TASK TO CARRY OUT | Your task is to restate every entry below word for word and omit the images.

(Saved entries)
[Start of Attachment]

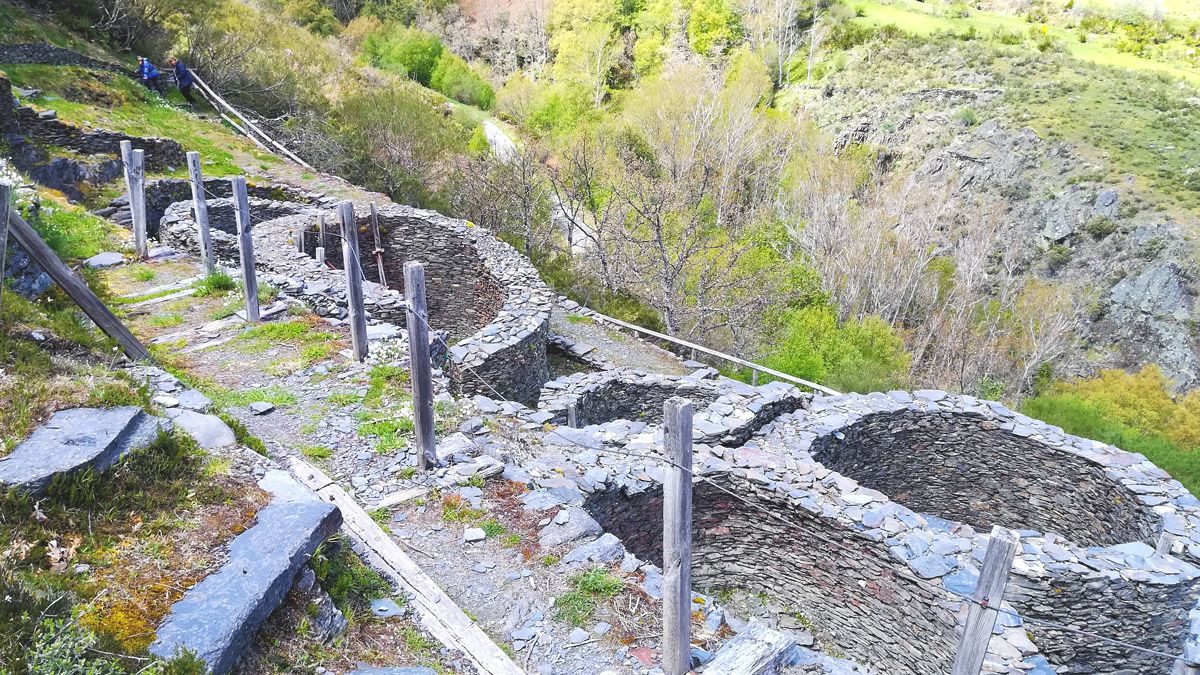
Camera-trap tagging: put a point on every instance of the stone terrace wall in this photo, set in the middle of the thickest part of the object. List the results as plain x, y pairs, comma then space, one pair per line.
1126, 591
461, 293
855, 598
160, 153
727, 412
965, 469
52, 55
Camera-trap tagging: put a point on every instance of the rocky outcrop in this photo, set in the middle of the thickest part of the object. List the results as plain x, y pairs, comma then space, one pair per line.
219, 616
77, 440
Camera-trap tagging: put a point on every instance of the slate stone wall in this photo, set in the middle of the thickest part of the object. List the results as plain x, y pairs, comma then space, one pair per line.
963, 467
855, 599
52, 55
160, 153
462, 297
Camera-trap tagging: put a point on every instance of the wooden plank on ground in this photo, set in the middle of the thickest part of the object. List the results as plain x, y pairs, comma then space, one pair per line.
75, 287
435, 610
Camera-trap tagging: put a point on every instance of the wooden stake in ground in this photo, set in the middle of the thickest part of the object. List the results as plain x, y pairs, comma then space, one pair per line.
201, 205
353, 280
988, 595
246, 246
28, 238
417, 318
135, 184
677, 537
378, 249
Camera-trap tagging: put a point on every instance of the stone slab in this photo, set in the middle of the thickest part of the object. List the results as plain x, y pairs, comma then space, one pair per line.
76, 440
219, 616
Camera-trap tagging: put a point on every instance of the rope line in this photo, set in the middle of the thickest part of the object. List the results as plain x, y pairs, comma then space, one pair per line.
783, 520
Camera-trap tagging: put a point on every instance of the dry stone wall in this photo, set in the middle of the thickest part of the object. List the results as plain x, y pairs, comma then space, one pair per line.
964, 467
847, 554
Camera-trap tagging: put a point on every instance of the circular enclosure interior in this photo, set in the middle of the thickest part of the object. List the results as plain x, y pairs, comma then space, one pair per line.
855, 598
964, 467
461, 293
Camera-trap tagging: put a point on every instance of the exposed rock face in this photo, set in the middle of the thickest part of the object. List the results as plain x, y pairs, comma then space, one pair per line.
52, 55
77, 440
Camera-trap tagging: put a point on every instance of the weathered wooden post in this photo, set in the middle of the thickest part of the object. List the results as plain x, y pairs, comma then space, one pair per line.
246, 246
353, 280
5, 204
677, 537
135, 183
988, 595
201, 205
319, 254
421, 370
378, 249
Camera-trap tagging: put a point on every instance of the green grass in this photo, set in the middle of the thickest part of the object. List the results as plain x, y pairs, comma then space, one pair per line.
115, 102
1080, 417
316, 452
577, 605
240, 398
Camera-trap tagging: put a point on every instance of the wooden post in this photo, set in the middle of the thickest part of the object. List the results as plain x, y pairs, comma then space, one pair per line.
135, 181
28, 238
417, 317
988, 595
201, 205
5, 205
677, 537
319, 254
378, 249
246, 246
353, 280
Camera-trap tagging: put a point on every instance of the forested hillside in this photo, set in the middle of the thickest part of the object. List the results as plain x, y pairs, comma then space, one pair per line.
988, 198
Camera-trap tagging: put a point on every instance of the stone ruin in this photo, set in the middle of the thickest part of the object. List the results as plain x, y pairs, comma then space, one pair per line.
876, 491
481, 291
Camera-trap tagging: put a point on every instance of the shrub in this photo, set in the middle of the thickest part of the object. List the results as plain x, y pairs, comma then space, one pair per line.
455, 78
407, 51
856, 356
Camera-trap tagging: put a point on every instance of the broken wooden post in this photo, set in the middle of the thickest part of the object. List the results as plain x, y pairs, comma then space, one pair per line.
984, 601
677, 537
135, 183
75, 287
378, 249
246, 246
319, 252
353, 280
421, 370
201, 205
6, 192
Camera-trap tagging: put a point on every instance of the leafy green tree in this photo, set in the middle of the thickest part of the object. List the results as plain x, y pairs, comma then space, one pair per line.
408, 51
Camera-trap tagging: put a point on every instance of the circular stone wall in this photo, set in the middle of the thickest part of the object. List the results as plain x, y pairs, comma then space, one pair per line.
964, 467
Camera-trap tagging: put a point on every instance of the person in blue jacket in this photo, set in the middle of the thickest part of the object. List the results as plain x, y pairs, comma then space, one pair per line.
184, 79
149, 75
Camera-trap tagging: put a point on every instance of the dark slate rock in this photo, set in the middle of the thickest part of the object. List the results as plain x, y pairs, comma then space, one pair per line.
75, 440
220, 616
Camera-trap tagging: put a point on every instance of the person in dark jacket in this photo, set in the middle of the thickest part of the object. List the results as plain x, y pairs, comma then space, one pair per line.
184, 79
149, 75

[End of Attachment]

SOLUTION BELOW |
Camera-trap tagging: put a point on every instance of the stone terrace wall in this photo, set in the middle of the thickest part of the object. List the results as plain x, y pairs, comma then space, one pair per line.
1126, 591
461, 293
855, 598
160, 153
727, 412
965, 469
52, 55
Camera-trap tagging: put a point on every instance of the rocky outcrop in this photo, set in the middle of the thickest part of the object. List the results as plain x, y pairs, comma then space, one pair per line.
219, 616
77, 440
Camera-trap tagging: put a point on every instance of the slate stone wall in this photo, set in the middle of the thickest part of the object. List the results as plain x, y pairs, comma then space, one pair per line.
963, 467
855, 599
52, 55
160, 153
462, 297
Camera-trap tagging: put a point on every instance of the wooden plank on ground in this photo, set in the middle of the thickest part of the object. List the results as plain x, y pairs, comma then space, one pair per line.
75, 287
435, 610
Camera-trap tagging: put a point on every instance of the wooden stake in ground in this photo, set in the middle of the thickest part of the object. List the results as plain x, y pairs, comma then space, one pair per line.
201, 205
353, 280
988, 595
246, 246
28, 238
417, 318
135, 184
677, 537
378, 249
Camera-trap tagging: put a point on every instance of the stone slab in this photo, set in the middle of the thickest part of the object. List the results as plain x, y pairs, comma then space, one pair per line.
76, 440
219, 616
Camera-trap tagging: put a point on every instance of the rope line in this photo, set in the middle of the thickest part of the object. List the results as plain x, y pairs, comma then space, one pair per line.
783, 520
Camera-trap tagging: put a point on every instance of the dry stone wall in this photo, set in the middle of the thickest part of the object. List the results as plain x, y pairs, comma then space, one pair per line.
964, 467
847, 554
Camera-trap tagging: put a point on every instance of the circular enclosure interior in this photo, set in the middle of the thickest part of the object. List the results as plain x, y pairs, comma then space, one pair per line.
855, 598
964, 467
461, 293
Camera-trap tagging: put a point on every instance of the exposed rock face in this photo, set in the middle of the thickest part of the object. List the results as plain x, y pairs, comma then space, one pair per line.
52, 55
77, 440
Camera-trap tagging: put a point on every instance of the weathered wooden post in this photo, set in the middle of the thickest part of the object. List the results as plain x, y pairs, comma then space, one pair per line.
246, 246
353, 280
5, 204
677, 537
135, 183
988, 595
201, 205
319, 254
421, 370
378, 249
Camera-trap tagging: put a point on every instance of the green grass in this photo, set in the middle of the thickest part of the object. List the results as plain x, y pairs, comma then space, one pair per line.
115, 102
1080, 417
316, 452
577, 605
240, 398
Camera-trap tagging: put a point on every instance of the wooden post in this photo, set in the middle of the thickest part of the object. List the results as plain x, y pairs, comma then space, one pair per line.
135, 181
28, 238
417, 317
988, 595
201, 205
5, 205
677, 537
319, 254
378, 249
246, 246
353, 280
Camera-trap tagging: put a point on every instance of the forested hillside in this photo, set in the middle of the thickest part of the object. List the results as plain x, y pairs, comma then space, one pair per line.
988, 198
Camera-trap tagging: put a point on every instance of the stone ruin in this photo, set in the middle of the thickest part of the object. List the results as plain x, y pairs, comma then space, one pair per line.
876, 491
481, 291
Camera-trap tagging: put a point on every instance of the shrub in this photo, set in the middle of the thickest part of the object. List the results as plain x, y pairs, comma then space, one pair per line.
455, 78
407, 51
856, 356
Camera-trap tagging: put a point on every instance of the broken wooden post in this photo, set in the middle of the thickest part of the object. List the results as plain x, y pairs, comma then space, one pair per line.
984, 601
677, 537
135, 183
75, 287
378, 249
246, 246
319, 252
353, 280
421, 370
201, 205
6, 192
Camera-trap tagging: put a point on every instance of the leafy green tree in this photo, set in the middle of the thickest part of the object. List the results as plain x, y pairs, comma then space, one pair per line.
408, 51
Camera-trap tagging: put a point on every instance of the circular stone wall in this photo, set in the middle of the thickest part of the object. List the results as plain x, y pairs, comma then space, one pair per line.
964, 467
Camera-trap tagging: put a point on every instance of the person in blue jacket in this photo, set in the middle of the thickest part of the object. List the results as plain x, y pairs, comma then space, one pair per line.
184, 79
149, 75
Camera-trap tagging: put a point on every instance of the dark slate rock in this photo, set in the middle of the thickest part of the object. List the results as plain x, y pairs, comma then space, one pair per line.
75, 440
220, 616
Camera-trap tagging: put a point on every instance of the person in dark jacket in this photo, set in the middle of the thickest part of the object. List the results as plain x, y pairs, comma then space, one pair per line.
184, 79
149, 75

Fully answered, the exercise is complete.